(Texte de lecture)
....................
Enseignant, vaguement écrivain, Bruno est un être de désir inapaisable; sexuellement obsédé, il s’acharne dans une quête du plaisir effrénée, passant des cinémas porno aux boîtes à partouzes après avoir subi quelques avanies dans un camping "new-age", l’Espace du possible (le nom peut paraître trop beau pour être vrai dans un roman — espace des possibles par essence —, il est pourtant bien réel, et la description sordide et hilarante que donne Houellebecq de ce lieu de tous les délires est digne des meilleures "choses vues"). Sa mère, prise dans la dérive sectaire des mouvements post-hippies, l’avait livré tôt au sort terrible du pensionnaire victime de la violence de ses congénères, de même qu’elle a aussi abandonné son demi-frère Michel. Biologiste féru de physique quantique, rigoureusement déterministe, ce dernier est au contraire miné par le déclin de sa sexualité, enfermé dans une inaptitude radicale à laisser parler le désir.
....................
(Entrées extraites)
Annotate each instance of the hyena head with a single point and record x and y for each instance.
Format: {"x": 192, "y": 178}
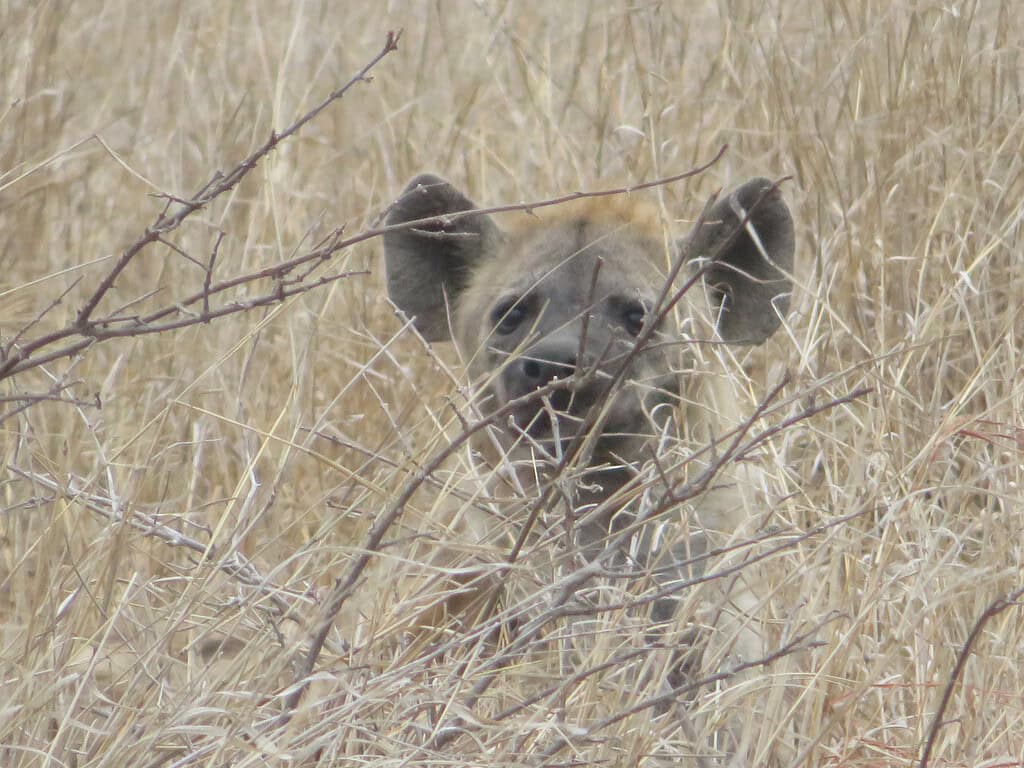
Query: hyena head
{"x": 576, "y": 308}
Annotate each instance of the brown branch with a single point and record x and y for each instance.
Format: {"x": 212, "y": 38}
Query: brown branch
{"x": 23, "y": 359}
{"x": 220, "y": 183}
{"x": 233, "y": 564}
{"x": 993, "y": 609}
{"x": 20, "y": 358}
....................
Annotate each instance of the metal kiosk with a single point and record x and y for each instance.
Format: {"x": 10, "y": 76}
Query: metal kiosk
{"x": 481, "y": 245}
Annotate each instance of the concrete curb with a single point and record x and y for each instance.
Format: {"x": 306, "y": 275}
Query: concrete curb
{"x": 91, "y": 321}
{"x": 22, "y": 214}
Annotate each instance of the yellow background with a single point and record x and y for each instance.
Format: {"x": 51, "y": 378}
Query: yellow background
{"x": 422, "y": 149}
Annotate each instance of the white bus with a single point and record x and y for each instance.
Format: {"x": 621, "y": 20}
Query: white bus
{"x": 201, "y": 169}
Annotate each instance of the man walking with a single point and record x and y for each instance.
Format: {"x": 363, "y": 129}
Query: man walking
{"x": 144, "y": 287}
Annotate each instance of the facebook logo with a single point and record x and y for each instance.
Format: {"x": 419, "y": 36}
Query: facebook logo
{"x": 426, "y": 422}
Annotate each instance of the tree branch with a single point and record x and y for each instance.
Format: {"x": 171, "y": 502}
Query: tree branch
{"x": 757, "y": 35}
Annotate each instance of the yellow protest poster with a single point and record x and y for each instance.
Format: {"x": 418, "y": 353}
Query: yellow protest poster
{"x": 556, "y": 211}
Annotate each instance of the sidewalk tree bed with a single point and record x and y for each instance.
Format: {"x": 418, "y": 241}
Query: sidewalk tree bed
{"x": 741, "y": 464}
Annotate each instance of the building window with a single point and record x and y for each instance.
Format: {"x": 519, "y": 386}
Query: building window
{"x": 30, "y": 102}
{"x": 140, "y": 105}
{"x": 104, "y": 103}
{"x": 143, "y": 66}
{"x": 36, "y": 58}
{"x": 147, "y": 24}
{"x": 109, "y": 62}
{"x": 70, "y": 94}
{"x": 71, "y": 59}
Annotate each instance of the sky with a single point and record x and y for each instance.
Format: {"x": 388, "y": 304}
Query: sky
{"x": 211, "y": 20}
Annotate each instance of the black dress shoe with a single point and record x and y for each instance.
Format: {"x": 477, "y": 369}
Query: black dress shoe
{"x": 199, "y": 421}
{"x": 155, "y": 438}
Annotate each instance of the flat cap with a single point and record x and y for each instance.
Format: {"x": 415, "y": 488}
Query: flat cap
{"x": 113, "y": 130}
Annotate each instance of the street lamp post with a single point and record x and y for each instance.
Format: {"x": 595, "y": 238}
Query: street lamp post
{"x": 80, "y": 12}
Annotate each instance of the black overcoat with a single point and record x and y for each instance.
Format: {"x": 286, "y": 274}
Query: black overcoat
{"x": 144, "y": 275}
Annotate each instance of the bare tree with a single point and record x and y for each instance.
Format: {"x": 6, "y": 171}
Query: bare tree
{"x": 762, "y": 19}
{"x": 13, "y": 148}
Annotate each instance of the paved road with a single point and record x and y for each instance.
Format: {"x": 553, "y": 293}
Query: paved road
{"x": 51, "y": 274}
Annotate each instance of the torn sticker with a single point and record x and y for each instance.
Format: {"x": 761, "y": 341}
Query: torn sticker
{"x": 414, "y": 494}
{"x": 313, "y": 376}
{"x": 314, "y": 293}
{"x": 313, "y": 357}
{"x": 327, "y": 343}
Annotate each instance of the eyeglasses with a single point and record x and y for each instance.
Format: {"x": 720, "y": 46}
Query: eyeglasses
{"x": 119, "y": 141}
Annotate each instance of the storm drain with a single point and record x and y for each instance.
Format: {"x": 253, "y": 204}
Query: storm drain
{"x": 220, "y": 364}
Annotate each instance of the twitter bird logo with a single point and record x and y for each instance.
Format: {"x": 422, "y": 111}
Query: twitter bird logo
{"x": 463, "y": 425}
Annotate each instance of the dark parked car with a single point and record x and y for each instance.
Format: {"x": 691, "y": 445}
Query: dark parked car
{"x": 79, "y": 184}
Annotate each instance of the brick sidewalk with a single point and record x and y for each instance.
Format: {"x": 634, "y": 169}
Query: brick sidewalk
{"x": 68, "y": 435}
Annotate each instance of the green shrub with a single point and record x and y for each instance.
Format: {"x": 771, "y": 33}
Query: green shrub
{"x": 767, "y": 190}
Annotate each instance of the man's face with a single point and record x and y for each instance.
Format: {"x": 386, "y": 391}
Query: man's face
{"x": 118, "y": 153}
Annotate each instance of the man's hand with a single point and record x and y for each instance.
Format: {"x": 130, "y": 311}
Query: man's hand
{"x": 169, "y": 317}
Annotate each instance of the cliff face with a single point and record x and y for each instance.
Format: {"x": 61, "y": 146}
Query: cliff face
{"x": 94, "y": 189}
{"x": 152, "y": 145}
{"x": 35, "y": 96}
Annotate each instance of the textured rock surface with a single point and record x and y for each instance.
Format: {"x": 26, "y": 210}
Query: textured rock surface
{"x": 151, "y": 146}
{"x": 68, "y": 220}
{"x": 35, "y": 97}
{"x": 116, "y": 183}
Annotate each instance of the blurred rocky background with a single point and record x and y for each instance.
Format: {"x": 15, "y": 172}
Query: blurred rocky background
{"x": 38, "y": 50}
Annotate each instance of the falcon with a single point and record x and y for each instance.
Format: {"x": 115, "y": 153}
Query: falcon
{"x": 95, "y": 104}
....................
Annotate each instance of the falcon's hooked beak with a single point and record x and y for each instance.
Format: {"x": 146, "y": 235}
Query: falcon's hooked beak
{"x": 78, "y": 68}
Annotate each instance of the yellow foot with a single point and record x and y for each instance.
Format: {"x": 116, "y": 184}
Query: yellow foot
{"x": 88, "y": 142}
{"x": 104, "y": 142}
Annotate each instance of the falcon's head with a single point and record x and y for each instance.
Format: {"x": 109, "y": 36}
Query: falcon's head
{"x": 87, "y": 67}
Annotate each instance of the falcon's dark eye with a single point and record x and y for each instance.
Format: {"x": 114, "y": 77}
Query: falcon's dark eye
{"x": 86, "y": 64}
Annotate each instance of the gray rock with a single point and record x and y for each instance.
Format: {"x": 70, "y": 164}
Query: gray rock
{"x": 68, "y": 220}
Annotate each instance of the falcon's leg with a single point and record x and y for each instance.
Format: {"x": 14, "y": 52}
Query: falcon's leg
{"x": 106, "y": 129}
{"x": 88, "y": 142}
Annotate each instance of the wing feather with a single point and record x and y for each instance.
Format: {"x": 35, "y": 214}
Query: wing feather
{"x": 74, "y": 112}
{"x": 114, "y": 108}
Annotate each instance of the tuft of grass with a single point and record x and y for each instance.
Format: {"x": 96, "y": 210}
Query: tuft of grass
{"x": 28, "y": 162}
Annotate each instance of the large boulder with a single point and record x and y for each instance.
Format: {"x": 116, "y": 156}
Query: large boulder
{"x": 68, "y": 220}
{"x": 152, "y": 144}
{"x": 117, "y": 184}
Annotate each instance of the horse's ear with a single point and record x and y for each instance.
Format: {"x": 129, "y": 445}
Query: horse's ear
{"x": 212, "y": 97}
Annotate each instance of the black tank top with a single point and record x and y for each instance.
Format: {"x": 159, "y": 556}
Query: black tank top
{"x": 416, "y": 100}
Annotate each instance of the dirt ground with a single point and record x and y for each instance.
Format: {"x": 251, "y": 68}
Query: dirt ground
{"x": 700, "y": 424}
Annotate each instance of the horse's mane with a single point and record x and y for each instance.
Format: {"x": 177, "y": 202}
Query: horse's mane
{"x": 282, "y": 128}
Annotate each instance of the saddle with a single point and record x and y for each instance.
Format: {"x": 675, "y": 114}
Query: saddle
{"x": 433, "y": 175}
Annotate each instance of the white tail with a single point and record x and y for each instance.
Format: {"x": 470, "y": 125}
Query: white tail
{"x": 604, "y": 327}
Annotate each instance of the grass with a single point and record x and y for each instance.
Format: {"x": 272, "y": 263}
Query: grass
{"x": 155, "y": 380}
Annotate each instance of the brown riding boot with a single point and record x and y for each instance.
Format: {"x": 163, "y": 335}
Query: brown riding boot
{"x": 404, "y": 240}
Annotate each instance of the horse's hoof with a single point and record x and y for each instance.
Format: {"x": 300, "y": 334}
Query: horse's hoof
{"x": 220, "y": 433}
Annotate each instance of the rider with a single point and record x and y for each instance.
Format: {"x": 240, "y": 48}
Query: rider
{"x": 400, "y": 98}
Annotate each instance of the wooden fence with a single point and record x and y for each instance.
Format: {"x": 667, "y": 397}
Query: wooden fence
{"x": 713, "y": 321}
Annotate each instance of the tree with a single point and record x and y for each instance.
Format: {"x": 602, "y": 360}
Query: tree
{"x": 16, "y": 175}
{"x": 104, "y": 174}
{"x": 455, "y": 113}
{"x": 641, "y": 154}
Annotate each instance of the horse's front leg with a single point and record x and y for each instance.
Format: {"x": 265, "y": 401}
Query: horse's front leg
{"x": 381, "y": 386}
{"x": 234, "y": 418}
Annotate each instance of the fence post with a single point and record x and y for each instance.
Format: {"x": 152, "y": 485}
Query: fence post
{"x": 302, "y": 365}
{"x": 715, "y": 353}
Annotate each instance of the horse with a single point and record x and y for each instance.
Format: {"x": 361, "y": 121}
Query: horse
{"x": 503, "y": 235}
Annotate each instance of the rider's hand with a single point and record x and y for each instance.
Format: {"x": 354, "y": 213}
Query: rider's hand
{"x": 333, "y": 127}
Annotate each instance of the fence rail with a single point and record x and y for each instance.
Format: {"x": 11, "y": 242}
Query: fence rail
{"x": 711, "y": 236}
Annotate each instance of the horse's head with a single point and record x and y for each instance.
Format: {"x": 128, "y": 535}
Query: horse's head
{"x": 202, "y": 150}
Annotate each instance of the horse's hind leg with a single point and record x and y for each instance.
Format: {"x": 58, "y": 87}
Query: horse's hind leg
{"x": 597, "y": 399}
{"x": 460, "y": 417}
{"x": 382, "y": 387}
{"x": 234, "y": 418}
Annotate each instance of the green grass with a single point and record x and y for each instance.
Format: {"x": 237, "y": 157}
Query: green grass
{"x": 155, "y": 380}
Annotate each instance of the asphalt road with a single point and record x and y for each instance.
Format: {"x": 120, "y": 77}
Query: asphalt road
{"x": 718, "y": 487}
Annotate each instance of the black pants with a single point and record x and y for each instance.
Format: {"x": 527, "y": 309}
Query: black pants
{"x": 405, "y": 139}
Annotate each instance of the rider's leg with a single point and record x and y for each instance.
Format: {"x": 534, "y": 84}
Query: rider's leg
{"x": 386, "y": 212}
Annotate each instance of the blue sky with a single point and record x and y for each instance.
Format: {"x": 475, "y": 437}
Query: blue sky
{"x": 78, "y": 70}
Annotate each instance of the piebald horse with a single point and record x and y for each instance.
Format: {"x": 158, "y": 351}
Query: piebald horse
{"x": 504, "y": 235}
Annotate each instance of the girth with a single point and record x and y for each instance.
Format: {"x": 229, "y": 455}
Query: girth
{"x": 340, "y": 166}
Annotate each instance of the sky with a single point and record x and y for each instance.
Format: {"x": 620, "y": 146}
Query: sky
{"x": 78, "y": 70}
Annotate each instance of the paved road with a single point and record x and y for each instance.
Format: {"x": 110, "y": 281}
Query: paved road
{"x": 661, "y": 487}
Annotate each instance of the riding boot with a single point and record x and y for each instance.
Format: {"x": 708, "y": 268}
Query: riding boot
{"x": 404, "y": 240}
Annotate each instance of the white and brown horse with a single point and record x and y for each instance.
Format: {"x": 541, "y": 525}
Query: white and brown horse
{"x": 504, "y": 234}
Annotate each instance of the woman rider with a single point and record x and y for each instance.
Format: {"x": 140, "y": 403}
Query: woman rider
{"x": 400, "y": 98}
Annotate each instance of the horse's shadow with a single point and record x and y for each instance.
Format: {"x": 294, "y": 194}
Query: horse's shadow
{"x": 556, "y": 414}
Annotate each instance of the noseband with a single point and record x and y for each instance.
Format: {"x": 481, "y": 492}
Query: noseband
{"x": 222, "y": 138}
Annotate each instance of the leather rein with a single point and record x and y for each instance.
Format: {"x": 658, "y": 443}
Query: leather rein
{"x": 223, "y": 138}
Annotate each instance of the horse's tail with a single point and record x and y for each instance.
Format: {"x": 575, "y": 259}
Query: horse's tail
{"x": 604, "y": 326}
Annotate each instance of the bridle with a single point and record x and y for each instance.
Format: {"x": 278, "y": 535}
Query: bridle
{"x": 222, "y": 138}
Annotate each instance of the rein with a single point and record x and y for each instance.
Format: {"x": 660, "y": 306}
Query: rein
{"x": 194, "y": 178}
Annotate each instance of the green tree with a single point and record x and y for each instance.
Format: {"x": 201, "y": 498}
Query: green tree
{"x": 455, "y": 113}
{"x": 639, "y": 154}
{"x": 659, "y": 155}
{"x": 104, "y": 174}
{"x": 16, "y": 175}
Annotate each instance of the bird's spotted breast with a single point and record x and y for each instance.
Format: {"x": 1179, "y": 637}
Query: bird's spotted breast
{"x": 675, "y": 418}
....................
(Questions d'étude)
1/ Dans le texte de lecture, quel est le nom du camping « new-age » où Bruno subit quelques avanies ?
2/ Poursuivez le texte de lecture sur Bruno et son demi-frère Michel à la suite de sa dernière phrase.

(Corrigé)
1/ L'Espace du possible.

2/
Il est promis par le roman à un destin posthume éclatant, puisque ses recherches permettront l’avènement d’une nouvelle ère enfin débarrassée du désir grâce au triomphe du clonage. Ce même déterminisme précipite les deux frères dans la dimension tragique d’un destin inéluctable, à la manière de deux cailloux dévalant une pente, pour reprendre l’image employée par Schopenhauer, dont Houellebecq est grand lecteur.
Si le narrateur est un peu flou (il multiplie d’abord les commentaires sociologiques puis glisse peu à peu vers la position d’un clone analysant rétrospectivement dans un livre d'histoire du monde, le destin de souffrance de l’humanité), cette construction en étau, se resserrant sur la nécessité politique d’en finir avec le désir, est d’une efficacité d’autant plus grande qu’elle est savamment rythmée tant par des scènes d’un comique irrésistible (on a déjà évoqué le camping mystique, mais la rencontre de Bruno avec Philippe Sollers ne lui cède en rien, sans parler de la mort de la mère dans une communauté hippie sous les injures furieuses et revanchardes de Bruno, totalement halluciné) que par les discussions qu’entretiennent de loin en loin les deux frères. Ces discussions fournissent au roman sa dimension idéologique, fort paradoxale: car enfin, si la seule perspective de bonheur est biologique, si le clone est l’avenir de l’homme, à quoi bon écrire encore des romans ?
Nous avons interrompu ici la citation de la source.